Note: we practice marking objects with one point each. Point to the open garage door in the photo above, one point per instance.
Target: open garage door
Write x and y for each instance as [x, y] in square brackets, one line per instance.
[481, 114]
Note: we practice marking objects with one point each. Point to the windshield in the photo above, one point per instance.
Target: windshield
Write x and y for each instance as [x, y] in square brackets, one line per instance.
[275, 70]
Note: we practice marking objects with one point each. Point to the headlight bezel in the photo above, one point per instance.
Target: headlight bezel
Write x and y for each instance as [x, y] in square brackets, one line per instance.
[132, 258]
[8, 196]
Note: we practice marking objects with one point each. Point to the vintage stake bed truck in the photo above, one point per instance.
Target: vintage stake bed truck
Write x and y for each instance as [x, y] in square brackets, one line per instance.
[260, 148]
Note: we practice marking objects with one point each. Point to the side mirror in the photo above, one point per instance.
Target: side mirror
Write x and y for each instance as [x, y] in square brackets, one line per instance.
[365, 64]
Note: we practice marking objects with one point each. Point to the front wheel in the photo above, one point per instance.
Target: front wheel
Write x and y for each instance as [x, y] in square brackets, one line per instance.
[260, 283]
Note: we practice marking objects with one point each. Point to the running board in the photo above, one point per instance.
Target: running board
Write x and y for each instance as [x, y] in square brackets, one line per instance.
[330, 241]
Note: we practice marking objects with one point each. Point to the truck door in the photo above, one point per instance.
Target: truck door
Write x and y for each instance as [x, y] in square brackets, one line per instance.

> Problem to solve: Return each line above where the word "open" shows up.

> Solution below:
Note: we practice marking objects with one point each. Point to the open garage door in the photo above, one point per instance.
Target: open garage door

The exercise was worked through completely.